Task to carry out:
The answer must match the listing exactly, with every line written out again.

Input data:
──────────────────────────────

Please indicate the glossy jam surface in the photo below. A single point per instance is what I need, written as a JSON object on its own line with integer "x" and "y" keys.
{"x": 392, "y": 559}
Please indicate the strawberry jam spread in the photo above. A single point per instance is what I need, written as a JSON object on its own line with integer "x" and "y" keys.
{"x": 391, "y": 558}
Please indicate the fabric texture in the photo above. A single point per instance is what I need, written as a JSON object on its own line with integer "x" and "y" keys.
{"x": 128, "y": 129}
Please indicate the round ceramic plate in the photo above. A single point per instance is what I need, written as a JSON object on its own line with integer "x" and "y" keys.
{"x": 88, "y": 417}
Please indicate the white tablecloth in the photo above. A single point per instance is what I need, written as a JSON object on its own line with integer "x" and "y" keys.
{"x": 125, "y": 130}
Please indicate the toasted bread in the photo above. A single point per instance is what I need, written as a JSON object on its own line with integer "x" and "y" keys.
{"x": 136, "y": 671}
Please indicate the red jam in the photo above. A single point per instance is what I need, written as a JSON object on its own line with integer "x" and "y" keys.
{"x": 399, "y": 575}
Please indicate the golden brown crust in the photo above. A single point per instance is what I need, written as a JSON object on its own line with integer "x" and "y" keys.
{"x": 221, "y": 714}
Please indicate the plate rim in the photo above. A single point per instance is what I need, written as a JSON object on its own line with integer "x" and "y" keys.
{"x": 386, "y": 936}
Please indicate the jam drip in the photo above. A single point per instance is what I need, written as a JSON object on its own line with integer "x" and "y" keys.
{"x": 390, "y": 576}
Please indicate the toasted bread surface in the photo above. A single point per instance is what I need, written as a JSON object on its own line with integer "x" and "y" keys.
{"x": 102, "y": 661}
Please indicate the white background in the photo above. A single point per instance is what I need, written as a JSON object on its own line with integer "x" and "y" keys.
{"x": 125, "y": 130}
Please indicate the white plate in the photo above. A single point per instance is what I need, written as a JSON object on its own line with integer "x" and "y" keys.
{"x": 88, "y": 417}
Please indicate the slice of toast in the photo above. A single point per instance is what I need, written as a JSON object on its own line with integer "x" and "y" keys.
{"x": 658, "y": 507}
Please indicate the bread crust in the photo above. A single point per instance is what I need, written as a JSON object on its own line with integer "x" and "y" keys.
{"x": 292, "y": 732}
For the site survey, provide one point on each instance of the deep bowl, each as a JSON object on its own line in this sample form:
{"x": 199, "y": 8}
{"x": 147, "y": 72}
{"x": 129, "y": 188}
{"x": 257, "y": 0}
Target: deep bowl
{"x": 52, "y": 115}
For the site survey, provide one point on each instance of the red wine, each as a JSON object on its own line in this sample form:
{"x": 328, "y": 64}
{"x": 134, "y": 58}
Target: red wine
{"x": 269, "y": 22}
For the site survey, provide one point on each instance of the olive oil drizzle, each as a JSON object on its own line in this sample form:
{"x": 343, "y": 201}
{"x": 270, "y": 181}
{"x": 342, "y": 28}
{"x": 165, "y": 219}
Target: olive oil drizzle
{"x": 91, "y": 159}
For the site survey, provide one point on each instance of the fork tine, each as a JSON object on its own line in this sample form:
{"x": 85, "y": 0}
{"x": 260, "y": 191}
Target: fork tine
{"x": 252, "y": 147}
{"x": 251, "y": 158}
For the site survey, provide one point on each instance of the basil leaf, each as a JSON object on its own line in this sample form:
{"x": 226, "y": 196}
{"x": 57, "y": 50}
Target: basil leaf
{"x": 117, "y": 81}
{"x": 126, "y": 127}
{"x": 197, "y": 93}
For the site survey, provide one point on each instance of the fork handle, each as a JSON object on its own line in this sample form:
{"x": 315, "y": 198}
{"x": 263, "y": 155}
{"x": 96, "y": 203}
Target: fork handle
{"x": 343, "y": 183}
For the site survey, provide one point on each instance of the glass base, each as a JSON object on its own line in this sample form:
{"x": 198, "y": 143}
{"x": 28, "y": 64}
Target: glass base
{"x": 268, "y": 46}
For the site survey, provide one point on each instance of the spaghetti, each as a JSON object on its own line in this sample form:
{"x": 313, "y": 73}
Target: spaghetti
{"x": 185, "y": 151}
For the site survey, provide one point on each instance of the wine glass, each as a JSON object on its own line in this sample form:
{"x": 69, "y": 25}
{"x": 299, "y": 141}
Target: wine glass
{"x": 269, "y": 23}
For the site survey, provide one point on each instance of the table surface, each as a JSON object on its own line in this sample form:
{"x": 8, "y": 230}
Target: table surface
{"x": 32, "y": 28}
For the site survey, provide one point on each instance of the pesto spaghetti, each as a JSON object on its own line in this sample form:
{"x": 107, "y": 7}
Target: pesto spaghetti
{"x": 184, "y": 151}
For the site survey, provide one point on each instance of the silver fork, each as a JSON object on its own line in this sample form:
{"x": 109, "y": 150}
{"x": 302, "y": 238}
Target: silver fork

──────────────────────────────

Response to this exercise:
Please indicate the glossy jam surface in the photo below. A single point per instance is what I need, written as a JSON object on its own line with integer "x" and "y" keys.
{"x": 392, "y": 559}
Please indicate the strawberry jam spread in the photo above. A single point per instance is what I need, written as a JSON object on its own line with integer "x" and "y" keys.
{"x": 391, "y": 558}
Please indicate the fabric texture in the photo above. A single point per instance is what I need, written as a JSON object on its own line with integer "x" and "y" keys.
{"x": 128, "y": 129}
Please indicate the round ceramic plate in the photo above. A single point per instance is what I need, written as a JSON object on its own line with integer "x" and "y" keys.
{"x": 88, "y": 417}
Please indicate the white tablecloth in the photo above. A single point per instance is what I need, written as a JSON object on its own line with integer "x" and "y" keys.
{"x": 125, "y": 130}
Please indicate the toasted bread in the photo above. A single point per instance is what I need, written as a JSON object on its own line with integer "x" and "y" keys.
{"x": 136, "y": 671}
Please indicate the red jam in the photo above. A single point per instance is what I need, written as a JSON object on its own line with integer "x" and "y" keys.
{"x": 399, "y": 575}
Please indicate the golden brown crust in the photo above. A single point per instance is what I need, written as a JSON object on its own line with integer "x" and "y" keys.
{"x": 221, "y": 714}
Please indicate the plate rim in the photo above. A single point per instance is what I need, written as a JSON object on its own line with integer "x" and "y" keys.
{"x": 386, "y": 936}
Please indicate the jam drip in the photo above. A single point per instance is what I need, written as a JSON object on its own line with integer "x" and "y" keys.
{"x": 390, "y": 576}
Please indicate the toasted bread surface in the photo above. A single point per instance is what I need, written as a JSON object on its own line with integer "x" and "y" keys.
{"x": 102, "y": 661}
Please indicate the white background in the photo above. A single point per instance is what I need, written as a JSON object on its own line with integer "x" and "y" keys.
{"x": 125, "y": 130}
Please indicate the white plate in the photo above. A single point per instance is what I need, written as a JSON object on its own line with integer "x" and "y" keys.
{"x": 88, "y": 417}
Please indicate the slice of toast in the photo above. A single point per instance is what I need, written as a JSON object on its own line with integer "x" and "y" keys.
{"x": 658, "y": 507}
Please indicate the bread crust in the photo above. A single point per instance is what I need, written as a JSON object on its own line with integer "x" and "y" keys.
{"x": 292, "y": 732}
For the site survey, provide one point on each instance of the deep bowl, each as a JSON object on its own line in this sample form:
{"x": 199, "y": 8}
{"x": 147, "y": 72}
{"x": 129, "y": 188}
{"x": 257, "y": 0}
Target: deep bowl
{"x": 52, "y": 115}
For the site survey, provide one point on each instance of the red wine, each as a JSON object on its own line in this sample form:
{"x": 328, "y": 64}
{"x": 134, "y": 58}
Target: red wine
{"x": 269, "y": 22}
For the site survey, provide one point on each instance of the olive oil drizzle, each as a JSON object on its own line in this sample form:
{"x": 343, "y": 201}
{"x": 270, "y": 181}
{"x": 342, "y": 28}
{"x": 165, "y": 219}
Target: olive oil drizzle
{"x": 91, "y": 159}
For the site survey, provide one point on each instance of the fork tine, each as a JSON object on its own line in this sample form:
{"x": 85, "y": 0}
{"x": 260, "y": 191}
Target: fork tine
{"x": 252, "y": 147}
{"x": 251, "y": 158}
For the site survey, provide one point on each instance of the basil leaf, each as a JSON object on its own line in this sample form:
{"x": 226, "y": 196}
{"x": 57, "y": 50}
Target: basil leaf
{"x": 117, "y": 81}
{"x": 126, "y": 127}
{"x": 197, "y": 93}
For the site survey, provide one point on each instance of the fork handle, each as a JSON object on its own line in this sample form:
{"x": 315, "y": 198}
{"x": 263, "y": 155}
{"x": 96, "y": 203}
Target: fork handle
{"x": 343, "y": 183}
For the site survey, provide one point on each instance of the glass base, each as a JSON object on its own line in this sample form:
{"x": 198, "y": 143}
{"x": 28, "y": 64}
Target: glass base
{"x": 268, "y": 46}
For the site survey, provide one point on each instance of the spaghetti, each as a JSON object on its own line in this sample form:
{"x": 313, "y": 73}
Target: spaghetti
{"x": 185, "y": 151}
For the site survey, provide one point on each instance of the wine glass, each as a JSON object on its own line in this sample form:
{"x": 69, "y": 25}
{"x": 299, "y": 141}
Target: wine glass
{"x": 269, "y": 23}
For the site survey, provide one point on each instance of the table surface, each as a JSON object on its own line in this sample form:
{"x": 8, "y": 230}
Target: table surface
{"x": 32, "y": 28}
For the site survey, provide one point on each instance of the pesto spaghetti, each as a JSON object on its own line in this sample form:
{"x": 107, "y": 7}
Target: pesto spaghetti
{"x": 184, "y": 151}
For the site survey, provide one point on each instance of the silver fork, each as a JSON object on its own line in this sample form:
{"x": 109, "y": 150}
{"x": 302, "y": 238}
Target: silver fork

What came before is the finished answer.